## [ENTRIES PROVIDED]
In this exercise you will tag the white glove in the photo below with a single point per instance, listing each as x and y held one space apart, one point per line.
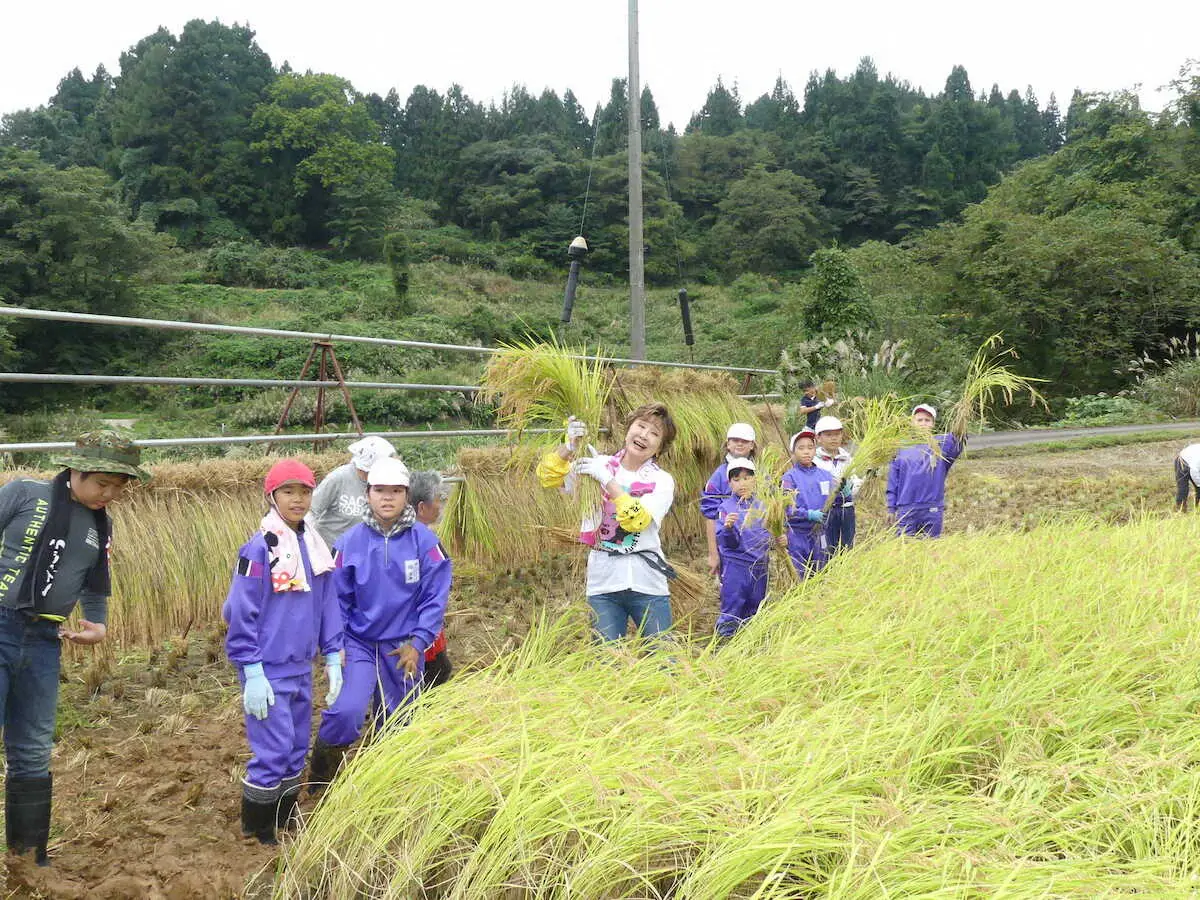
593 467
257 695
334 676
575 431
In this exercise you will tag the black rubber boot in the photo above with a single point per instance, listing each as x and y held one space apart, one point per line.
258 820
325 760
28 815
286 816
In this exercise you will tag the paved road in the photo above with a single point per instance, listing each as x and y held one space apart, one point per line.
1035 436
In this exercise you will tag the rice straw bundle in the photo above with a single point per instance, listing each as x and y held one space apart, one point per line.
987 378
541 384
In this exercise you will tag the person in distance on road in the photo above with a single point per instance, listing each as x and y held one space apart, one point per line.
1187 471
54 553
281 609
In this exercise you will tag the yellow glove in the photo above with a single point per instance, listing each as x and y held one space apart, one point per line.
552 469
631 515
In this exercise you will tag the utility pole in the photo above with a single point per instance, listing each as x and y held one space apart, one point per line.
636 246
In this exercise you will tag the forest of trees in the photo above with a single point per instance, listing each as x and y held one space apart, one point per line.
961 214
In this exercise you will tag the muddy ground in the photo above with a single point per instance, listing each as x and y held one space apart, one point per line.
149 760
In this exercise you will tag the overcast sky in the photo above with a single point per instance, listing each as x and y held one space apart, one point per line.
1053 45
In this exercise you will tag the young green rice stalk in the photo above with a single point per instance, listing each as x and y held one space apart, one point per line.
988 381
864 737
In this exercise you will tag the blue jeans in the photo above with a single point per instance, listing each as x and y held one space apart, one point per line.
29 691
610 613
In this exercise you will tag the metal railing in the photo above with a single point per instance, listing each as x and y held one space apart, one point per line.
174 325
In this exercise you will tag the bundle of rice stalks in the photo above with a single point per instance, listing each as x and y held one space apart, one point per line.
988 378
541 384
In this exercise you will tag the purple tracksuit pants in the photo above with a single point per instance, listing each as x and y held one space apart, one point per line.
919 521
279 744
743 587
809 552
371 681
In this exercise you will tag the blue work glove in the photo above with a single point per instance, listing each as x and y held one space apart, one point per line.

## [DO THIS]
Copy out all of the data above word for word, leaving out the pictures.

## [SOLUTION TO THIS EXERCISE]
In this exercise you will tag the white glove in the photo below with a single point per instance, listing each as x and y held one space apart, one point per line.
593 467
257 695
334 676
575 431
In this exercise you will tag the black rubber boot in the photo above with a single point per instance, listing each as x and y held one space apart, one point per line.
258 820
325 760
28 815
286 816
In this exercise you will tag the paved road in the photo above with a single point per instance, listing each as x and y held one space apart, one point per line.
1035 436
In this exercise you will tag the rice straw bundle in the photo above with a single point per instance, listing each as x and y held one space apart, one point per line.
987 378
541 384
In this exercise you will tag the person in distance on road in the photo above with a single point per instance, listing each as x and y held one space apart, one point per line.
1187 471
54 553
281 609
In this exercise you will tag the yellow glove in the photo above with a single point per instance, listing each as x and y held one space apart, one point per line.
552 469
631 515
In this exercise you will tag the utility pole in the photo above with a single point per instance, listing each as x and y held one space apart, one point per line.
636 246
In this exercise you will tag the forest of trees in the photo above with a single point per instance, listing each as x and y held one space apart, one point per line.
961 214
In this exercise you will tag the muddy ground in the photo above with a single point per instance, listing each as x and y held one space apart, one point per line.
149 760
In this exercise you will tag the overcast sky in the photo above with a single point per instance, listing each as x and y held one space apart, one point per line.
1053 45
In this exercise you will tag the young green rice stalk in the photo above with a single point per instance, listing each as x and y held one space apart, one point per line.
988 381
864 737
In this exercise you will tag the blue jeans in the photo above with a single point per instance, listing each as x and y held one space apart, one point per line.
29 691
610 613
In this exercise you will tag the metal railing in the photo above with a single point per instance, listing each as x and y held one space apart, one point per line.
174 325
In this exercise you will tag the bundle of rice stalks in the photo above with a single point per instance, listing each as x and y held one space apart, one point per line.
988 378
541 384
In this exercise you will tag the purple tracksuit pants in the photo above with a single point per instance, listing each as x and y held one space apart, one point per line.
919 521
279 744
743 587
809 552
371 681
In this exercise you will tag the blue work glove in the photo above with a single point per instance, listing each as x and y held one space apart, one point per line.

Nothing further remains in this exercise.